* _What to work on_
Repeat the lines from the one containing "Query: grey jacket" through the last line of the data, exactly, pictures omitted.

□ □ □ □ □

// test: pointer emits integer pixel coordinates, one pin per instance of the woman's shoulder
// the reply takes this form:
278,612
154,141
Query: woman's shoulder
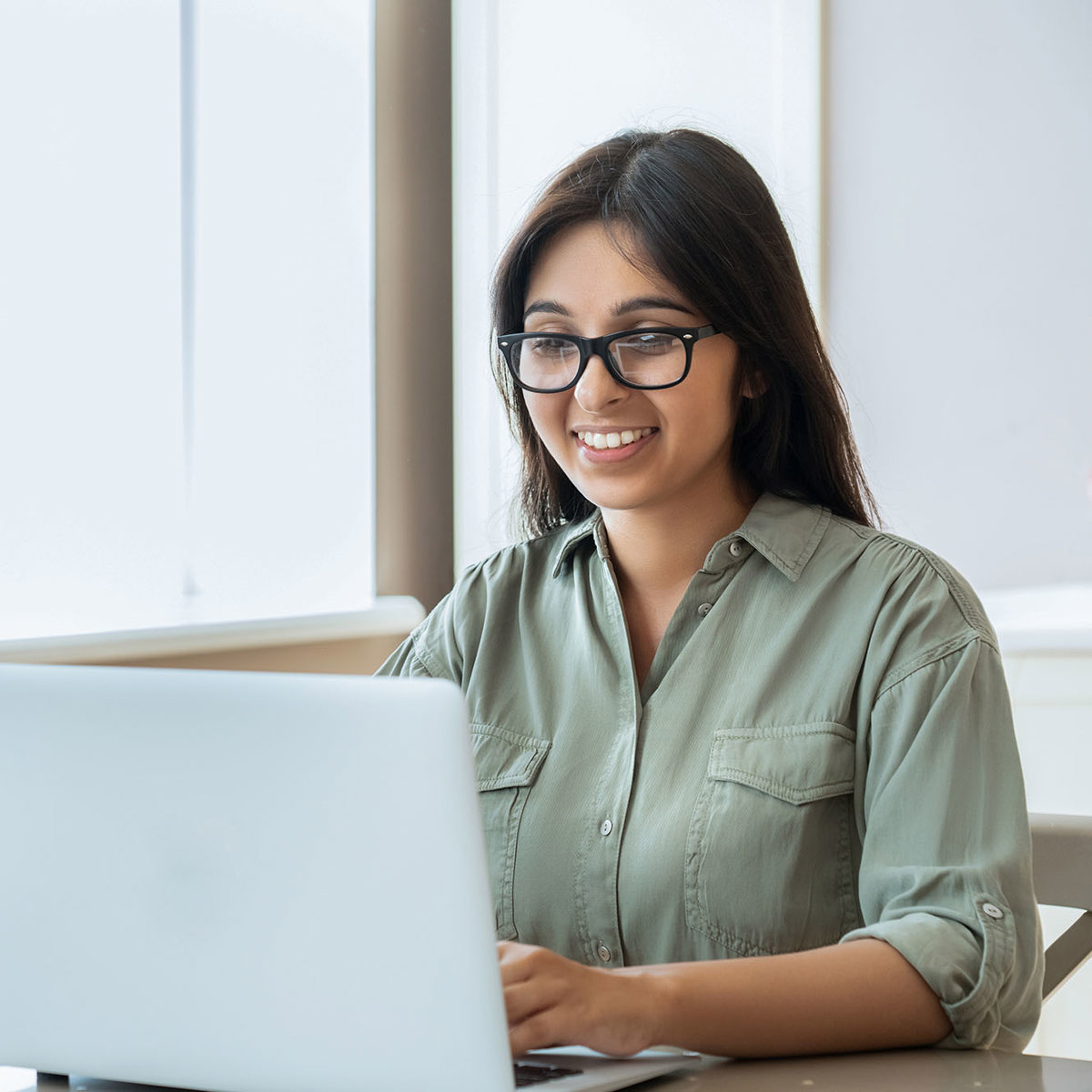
495,592
920,604
530,561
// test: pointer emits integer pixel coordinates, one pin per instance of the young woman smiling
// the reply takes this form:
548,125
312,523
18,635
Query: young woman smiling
746,763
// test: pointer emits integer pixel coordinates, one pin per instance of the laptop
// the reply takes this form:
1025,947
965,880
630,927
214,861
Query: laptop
251,883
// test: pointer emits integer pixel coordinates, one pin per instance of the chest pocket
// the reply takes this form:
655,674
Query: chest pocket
768,855
507,765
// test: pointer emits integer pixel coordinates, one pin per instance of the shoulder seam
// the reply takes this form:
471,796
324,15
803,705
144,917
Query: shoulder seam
420,654
927,659
972,615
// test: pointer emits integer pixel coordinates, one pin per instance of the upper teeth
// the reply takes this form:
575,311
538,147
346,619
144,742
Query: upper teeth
614,440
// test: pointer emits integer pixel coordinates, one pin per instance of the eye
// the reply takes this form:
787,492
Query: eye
649,344
547,345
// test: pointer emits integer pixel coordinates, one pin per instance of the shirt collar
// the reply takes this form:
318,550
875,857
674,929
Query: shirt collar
785,532
591,528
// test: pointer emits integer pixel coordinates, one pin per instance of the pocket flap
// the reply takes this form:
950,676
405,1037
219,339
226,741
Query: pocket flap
796,763
506,759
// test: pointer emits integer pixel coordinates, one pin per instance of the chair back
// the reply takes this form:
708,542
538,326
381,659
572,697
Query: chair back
1062,873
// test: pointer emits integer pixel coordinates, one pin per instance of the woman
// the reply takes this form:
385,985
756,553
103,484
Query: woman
746,763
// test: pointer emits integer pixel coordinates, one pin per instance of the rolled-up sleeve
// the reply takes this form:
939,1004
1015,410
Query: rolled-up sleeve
945,873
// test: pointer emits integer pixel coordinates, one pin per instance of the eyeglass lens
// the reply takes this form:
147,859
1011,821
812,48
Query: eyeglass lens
645,359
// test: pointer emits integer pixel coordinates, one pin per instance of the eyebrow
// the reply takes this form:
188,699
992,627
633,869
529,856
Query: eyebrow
625,307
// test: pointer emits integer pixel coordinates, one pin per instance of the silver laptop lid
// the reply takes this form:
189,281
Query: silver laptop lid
244,882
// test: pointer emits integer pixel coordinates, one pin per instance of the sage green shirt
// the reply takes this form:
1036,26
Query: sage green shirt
823,751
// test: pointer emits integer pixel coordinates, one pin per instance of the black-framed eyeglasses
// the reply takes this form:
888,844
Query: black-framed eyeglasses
647,359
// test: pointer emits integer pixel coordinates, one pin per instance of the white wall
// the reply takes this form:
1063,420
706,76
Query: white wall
960,266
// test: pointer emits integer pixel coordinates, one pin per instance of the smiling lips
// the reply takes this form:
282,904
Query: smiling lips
602,440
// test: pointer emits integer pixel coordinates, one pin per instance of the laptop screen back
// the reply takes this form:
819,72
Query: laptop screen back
244,882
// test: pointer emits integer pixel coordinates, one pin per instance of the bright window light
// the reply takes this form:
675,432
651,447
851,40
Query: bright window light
186,310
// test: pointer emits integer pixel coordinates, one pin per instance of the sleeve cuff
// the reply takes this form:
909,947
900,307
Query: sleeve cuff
966,966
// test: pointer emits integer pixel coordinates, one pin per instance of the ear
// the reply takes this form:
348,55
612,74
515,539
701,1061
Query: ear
753,386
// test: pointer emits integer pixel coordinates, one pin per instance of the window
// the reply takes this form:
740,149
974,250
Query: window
186,310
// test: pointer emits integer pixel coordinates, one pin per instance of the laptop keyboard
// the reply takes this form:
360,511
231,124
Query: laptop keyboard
534,1073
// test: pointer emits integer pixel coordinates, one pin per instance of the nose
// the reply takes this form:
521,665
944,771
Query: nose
598,389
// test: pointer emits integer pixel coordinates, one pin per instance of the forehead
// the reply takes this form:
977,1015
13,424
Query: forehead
589,265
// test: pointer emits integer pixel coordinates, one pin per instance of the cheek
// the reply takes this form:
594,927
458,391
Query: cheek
547,418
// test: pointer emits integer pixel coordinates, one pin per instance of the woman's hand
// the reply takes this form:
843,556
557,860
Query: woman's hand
551,1002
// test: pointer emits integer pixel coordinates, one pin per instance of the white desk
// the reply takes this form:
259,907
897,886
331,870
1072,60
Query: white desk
893,1071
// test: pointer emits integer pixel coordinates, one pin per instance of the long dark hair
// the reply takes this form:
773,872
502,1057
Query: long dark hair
705,222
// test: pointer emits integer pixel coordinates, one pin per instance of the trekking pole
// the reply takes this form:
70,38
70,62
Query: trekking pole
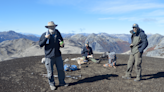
68,76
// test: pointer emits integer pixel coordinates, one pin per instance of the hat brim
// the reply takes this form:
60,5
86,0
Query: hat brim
50,26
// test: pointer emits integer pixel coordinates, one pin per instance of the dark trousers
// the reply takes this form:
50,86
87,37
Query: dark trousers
49,63
136,60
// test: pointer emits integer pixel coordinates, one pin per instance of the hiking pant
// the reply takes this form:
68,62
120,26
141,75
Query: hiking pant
91,59
134,59
112,62
49,63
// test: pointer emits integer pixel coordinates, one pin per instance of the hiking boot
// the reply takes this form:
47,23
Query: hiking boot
137,79
98,61
52,87
126,77
65,85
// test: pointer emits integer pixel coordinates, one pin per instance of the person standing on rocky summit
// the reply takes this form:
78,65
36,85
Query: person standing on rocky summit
87,54
52,40
139,43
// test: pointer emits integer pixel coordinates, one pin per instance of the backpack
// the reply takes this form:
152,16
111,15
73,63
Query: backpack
68,67
112,55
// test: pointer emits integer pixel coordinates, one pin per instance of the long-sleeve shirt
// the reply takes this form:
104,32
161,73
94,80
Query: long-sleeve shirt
53,48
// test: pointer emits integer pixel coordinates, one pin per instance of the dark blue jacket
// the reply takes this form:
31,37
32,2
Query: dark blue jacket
53,48
86,52
144,42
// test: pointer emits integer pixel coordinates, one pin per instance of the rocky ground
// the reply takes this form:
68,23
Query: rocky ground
23,75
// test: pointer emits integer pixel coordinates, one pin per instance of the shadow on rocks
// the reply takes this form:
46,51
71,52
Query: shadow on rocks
95,78
157,75
121,64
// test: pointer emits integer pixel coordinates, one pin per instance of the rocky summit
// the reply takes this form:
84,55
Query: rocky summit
23,75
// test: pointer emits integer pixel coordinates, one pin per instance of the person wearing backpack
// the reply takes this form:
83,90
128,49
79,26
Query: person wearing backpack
87,54
138,44
52,41
111,60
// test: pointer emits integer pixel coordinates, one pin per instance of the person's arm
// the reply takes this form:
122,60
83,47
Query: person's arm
61,41
144,42
82,52
91,53
42,40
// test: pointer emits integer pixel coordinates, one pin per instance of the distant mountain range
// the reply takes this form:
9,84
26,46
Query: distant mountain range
11,35
156,46
101,42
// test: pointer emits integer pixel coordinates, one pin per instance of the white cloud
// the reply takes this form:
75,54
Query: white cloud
60,2
156,13
122,18
123,6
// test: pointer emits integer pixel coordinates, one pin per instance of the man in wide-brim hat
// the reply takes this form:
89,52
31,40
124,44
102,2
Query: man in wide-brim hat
53,53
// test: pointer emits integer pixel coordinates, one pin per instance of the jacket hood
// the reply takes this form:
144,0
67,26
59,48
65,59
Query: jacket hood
139,30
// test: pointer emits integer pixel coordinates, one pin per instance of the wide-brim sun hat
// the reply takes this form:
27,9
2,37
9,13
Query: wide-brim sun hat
135,26
50,24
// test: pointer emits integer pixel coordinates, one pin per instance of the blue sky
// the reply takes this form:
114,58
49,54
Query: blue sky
82,16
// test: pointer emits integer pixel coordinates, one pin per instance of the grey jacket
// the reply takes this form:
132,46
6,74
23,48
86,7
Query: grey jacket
143,42
53,48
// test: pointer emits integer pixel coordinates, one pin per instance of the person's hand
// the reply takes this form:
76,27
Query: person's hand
47,36
90,56
61,44
131,45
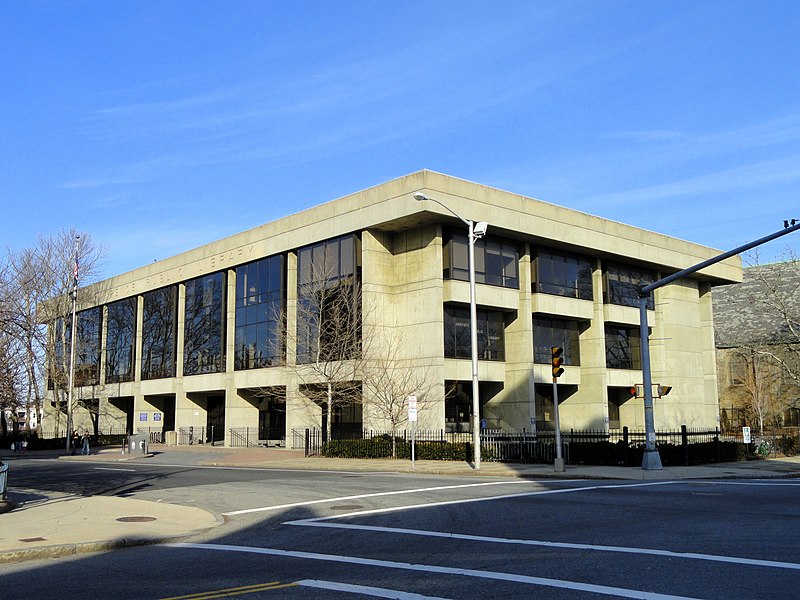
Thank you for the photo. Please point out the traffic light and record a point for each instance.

□ □ □ □ □

* _Output of the exercise_
Query: grey jacket
143,42
53,48
// test: pointer emits integer pixel coordinates, one pin per instance of the person's hand
// the reply takes this form:
76,27
Query: person's hand
47,36
90,56
61,44
131,45
Thank you for the photo. Please point out the traffic light and record a point for each instance.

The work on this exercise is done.